#### Job
Turn the rows below into a numbered list, dropping any blank lines.

· · · ·

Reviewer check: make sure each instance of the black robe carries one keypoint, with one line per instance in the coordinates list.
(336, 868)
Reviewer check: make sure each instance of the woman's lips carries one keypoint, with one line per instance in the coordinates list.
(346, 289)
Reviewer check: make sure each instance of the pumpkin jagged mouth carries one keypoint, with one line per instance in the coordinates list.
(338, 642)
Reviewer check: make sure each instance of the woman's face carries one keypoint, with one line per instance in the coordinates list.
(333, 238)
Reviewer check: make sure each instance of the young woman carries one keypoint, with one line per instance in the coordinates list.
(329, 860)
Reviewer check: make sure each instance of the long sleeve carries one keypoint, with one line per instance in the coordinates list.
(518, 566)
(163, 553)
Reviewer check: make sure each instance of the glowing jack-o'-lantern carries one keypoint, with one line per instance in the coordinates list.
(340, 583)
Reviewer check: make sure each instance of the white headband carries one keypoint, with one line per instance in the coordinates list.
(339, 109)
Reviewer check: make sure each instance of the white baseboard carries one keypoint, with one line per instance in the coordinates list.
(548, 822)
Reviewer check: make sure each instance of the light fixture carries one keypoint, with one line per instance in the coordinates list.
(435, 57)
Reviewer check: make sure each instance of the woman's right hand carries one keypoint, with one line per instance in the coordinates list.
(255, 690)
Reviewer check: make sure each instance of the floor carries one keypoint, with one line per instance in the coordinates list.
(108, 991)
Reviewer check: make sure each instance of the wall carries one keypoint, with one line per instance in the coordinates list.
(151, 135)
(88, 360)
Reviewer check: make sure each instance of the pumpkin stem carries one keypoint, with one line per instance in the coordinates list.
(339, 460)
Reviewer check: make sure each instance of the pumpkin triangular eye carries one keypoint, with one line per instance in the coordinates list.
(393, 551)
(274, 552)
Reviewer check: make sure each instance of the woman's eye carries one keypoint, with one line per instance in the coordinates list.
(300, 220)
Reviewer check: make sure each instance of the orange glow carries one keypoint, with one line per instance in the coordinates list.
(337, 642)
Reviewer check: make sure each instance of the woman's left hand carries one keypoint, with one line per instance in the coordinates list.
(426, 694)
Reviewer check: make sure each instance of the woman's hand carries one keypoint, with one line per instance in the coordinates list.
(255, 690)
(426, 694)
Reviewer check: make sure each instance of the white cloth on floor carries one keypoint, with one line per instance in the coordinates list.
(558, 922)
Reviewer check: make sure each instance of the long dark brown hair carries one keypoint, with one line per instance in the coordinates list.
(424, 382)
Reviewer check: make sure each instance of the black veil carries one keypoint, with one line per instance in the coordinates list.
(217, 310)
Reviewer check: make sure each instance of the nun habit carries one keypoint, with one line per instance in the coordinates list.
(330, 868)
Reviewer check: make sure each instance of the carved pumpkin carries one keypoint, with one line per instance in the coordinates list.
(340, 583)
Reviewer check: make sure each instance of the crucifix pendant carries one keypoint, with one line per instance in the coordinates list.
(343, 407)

· · · ·

#### Completed task
1. Reviewer check: make sure each instance of the black robe carries one keypoint, with one line per instance in the coordinates list.
2. (336, 868)
3. Reviewer check: make sure each instance of the woman's lips carries one keypoint, with one line per instance in the coordinates list.
4. (346, 289)
5. Reviewer check: make sure each instance of the pumpkin jagged mouth carries one keypoint, with one line per instance in the coordinates list.
6. (338, 642)
7. Reviewer check: make sure each instance of the woman's face carries one keypoint, with one line per instance in the coordinates list.
8. (333, 238)
9. Reviewer check: make sure each instance of the young woman carries one keypoint, with one line per instance in the coordinates list.
10. (329, 860)
11. Reviewer check: make sure each instance of the long sleeve carries one keypoint, with one line per instance in the coordinates list.
12. (518, 566)
13. (163, 553)
14. Reviewer check: make sure each instance of the glowing jack-o'-lantern carries one keypoint, with one line per instance in the coordinates list.
15. (340, 583)
16. Reviewer check: make sure each instance of the white headband carries one keypoint, with one line per instance in the coordinates list.
17. (339, 109)
18. Reviewer check: make sure each instance of the white baseboard carries one keypoint, with one line per instance in the coordinates list.
19. (548, 822)
20. Reviewer check: make sure each instance of the light fixture carries one keypoint, with one line per instance in the coordinates list.
21. (435, 57)
22. Reviewer check: make sure each instance of the woman's right hand carries one keypoint, with one line per instance in the coordinates list.
23. (255, 690)
24. Reviewer check: make sure each instance of the floor carries one keypoint, with one line per instance in the coordinates list.
25. (108, 991)
26. Reviewer check: make sure each instance of the wall carries one keypoint, with one line per instance in the coordinates list.
27. (151, 135)
28. (88, 360)
29. Reviewer check: make sure each instance of the pumpkin stem carries one keypoint, with one line per instance in the coordinates list.
30. (339, 460)
31. Reviewer check: make sure each instance of the pumpkin triangular eye carries one keypoint, with one line per instance in the coordinates list.
32. (393, 551)
33. (274, 552)
34. Reviewer check: make sure each instance of the woman's eye carries one keypoint, with one line per instance in the coordinates list.
35. (300, 220)
36. Reviewer check: make sure each instance of the orange glow carries one keypoint, with one line per instance in the coordinates list.
37. (337, 642)
38. Reviewer check: make sure each instance of the woman's left hand carries one keypoint, with one line per instance in the coordinates list.
39. (426, 694)
40. Reviewer check: make sure each instance of the woman's hand carries one keypoint, with one line per instance in the coordinates list.
41. (255, 690)
42. (426, 694)
43. Reviewer check: make sure each instance of the white cloth on floor carries one keypoint, with one line per instance in the coordinates list.
44. (558, 922)
45. Reviewer check: make sure each instance of the long dark brown hair carries one keypoint, with one line per instance in the coordinates list.
46. (424, 382)
47. Reviewer check: make sure each instance of the black veil carries one keypoint, with one line per instance in the coordinates list.
48. (217, 310)
49. Reviewer check: make sure each instance of the nun habit carries one keypoint, with one line per instance in the coordinates list.
50. (330, 868)
51. Reviewer check: make sure each instance of the carved pumpkin carries one keypoint, with one line per instance in the coordinates list.
52. (340, 583)
53. Reviewer check: make sure each instance of the crucifix pendant carries one keypoint, with one line per instance in the coordinates list.
54. (343, 407)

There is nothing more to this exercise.